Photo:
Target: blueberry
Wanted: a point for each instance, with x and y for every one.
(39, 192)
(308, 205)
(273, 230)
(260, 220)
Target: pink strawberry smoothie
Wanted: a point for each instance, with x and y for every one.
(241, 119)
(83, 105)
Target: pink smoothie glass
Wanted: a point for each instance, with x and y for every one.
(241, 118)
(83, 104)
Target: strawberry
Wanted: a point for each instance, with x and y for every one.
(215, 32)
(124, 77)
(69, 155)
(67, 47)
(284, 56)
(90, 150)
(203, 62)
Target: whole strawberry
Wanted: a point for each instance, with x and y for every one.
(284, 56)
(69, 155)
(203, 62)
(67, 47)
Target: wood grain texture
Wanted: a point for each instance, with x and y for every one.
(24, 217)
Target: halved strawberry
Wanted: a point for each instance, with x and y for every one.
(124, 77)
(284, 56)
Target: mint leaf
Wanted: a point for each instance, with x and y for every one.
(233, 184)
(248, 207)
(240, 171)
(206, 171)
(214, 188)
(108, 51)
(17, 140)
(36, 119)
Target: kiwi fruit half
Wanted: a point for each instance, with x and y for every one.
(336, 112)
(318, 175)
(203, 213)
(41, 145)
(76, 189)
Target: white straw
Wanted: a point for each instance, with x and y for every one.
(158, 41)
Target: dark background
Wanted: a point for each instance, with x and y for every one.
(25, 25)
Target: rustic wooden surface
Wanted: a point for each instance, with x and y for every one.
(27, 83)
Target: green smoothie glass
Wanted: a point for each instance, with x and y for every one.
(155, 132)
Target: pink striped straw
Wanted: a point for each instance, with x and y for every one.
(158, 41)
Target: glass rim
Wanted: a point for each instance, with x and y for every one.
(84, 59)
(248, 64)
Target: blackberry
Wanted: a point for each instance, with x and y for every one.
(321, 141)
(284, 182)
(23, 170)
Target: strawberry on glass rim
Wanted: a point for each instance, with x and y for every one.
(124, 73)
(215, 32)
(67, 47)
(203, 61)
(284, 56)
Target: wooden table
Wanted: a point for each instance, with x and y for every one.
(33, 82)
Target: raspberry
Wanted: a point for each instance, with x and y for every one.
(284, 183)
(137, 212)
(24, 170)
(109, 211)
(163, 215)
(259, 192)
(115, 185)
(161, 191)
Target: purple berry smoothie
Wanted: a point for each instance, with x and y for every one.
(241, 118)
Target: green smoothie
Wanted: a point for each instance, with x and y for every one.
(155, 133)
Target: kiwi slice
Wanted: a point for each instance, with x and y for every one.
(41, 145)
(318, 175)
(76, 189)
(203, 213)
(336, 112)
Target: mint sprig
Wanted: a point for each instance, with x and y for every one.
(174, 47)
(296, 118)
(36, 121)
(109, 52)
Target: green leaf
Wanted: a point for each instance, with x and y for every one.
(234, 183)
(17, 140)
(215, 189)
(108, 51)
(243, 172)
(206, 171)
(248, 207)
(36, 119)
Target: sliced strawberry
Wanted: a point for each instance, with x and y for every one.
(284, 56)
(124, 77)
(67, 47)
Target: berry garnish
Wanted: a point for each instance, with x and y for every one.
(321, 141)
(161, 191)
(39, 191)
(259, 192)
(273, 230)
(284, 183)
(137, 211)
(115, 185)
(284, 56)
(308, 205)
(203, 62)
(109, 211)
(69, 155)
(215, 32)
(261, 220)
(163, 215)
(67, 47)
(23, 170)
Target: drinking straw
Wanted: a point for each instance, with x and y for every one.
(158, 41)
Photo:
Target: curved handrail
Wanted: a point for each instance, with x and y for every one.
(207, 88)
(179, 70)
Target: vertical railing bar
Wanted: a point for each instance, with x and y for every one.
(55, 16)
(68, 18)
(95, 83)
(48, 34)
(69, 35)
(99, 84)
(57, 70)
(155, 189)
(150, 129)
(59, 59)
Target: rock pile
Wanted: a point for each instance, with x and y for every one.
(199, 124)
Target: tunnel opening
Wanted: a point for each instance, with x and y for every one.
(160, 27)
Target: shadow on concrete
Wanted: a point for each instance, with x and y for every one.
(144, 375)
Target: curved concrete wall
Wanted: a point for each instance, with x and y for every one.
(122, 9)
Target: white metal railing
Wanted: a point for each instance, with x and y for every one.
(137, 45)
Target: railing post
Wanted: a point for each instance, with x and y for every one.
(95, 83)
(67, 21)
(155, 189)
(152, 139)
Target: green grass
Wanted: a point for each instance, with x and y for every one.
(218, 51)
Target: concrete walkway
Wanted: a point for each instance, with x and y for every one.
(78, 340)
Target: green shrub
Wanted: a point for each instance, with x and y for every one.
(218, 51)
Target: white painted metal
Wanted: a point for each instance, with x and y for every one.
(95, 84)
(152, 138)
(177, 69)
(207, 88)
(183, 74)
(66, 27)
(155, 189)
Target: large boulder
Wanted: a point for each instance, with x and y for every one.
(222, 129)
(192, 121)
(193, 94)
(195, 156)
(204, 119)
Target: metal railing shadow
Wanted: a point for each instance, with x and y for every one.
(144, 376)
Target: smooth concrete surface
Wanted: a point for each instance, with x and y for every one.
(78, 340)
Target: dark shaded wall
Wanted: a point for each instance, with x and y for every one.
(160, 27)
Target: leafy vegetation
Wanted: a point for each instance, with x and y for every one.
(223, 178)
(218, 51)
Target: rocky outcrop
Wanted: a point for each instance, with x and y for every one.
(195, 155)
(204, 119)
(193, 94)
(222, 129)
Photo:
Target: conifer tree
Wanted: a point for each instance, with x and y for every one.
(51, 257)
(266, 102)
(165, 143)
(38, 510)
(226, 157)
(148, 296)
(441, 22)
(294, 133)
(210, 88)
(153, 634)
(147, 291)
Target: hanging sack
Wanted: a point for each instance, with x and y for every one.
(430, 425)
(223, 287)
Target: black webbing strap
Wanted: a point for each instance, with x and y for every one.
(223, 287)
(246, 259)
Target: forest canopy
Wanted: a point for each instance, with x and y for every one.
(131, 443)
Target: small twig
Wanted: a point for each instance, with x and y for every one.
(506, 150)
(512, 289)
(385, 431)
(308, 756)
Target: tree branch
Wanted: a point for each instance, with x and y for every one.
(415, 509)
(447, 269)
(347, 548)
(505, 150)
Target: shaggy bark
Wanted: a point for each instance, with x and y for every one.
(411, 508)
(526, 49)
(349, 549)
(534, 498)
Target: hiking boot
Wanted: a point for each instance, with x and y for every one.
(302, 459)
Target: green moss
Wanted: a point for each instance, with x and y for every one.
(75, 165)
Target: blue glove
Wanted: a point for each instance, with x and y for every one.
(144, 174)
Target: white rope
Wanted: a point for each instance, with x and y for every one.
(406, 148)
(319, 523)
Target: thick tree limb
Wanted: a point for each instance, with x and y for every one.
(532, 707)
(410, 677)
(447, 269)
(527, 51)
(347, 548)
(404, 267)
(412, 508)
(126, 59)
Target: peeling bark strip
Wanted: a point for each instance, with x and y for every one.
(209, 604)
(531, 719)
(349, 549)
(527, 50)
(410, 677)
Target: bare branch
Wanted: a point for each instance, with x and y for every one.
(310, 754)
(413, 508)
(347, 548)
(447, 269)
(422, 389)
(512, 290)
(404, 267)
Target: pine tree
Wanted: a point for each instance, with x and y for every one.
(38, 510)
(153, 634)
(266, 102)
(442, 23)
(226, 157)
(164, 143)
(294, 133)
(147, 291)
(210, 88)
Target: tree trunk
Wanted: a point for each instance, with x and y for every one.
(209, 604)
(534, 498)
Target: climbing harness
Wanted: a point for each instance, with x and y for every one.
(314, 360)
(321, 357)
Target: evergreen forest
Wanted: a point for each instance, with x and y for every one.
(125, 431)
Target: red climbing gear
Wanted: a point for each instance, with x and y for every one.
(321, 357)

+ + + + + + +

### WHAT IS REQUIRED
Work through the data above line by line and give the number of lines in which "concrete" occurs. Add nothing else.

### WRITTEN ANSWER
4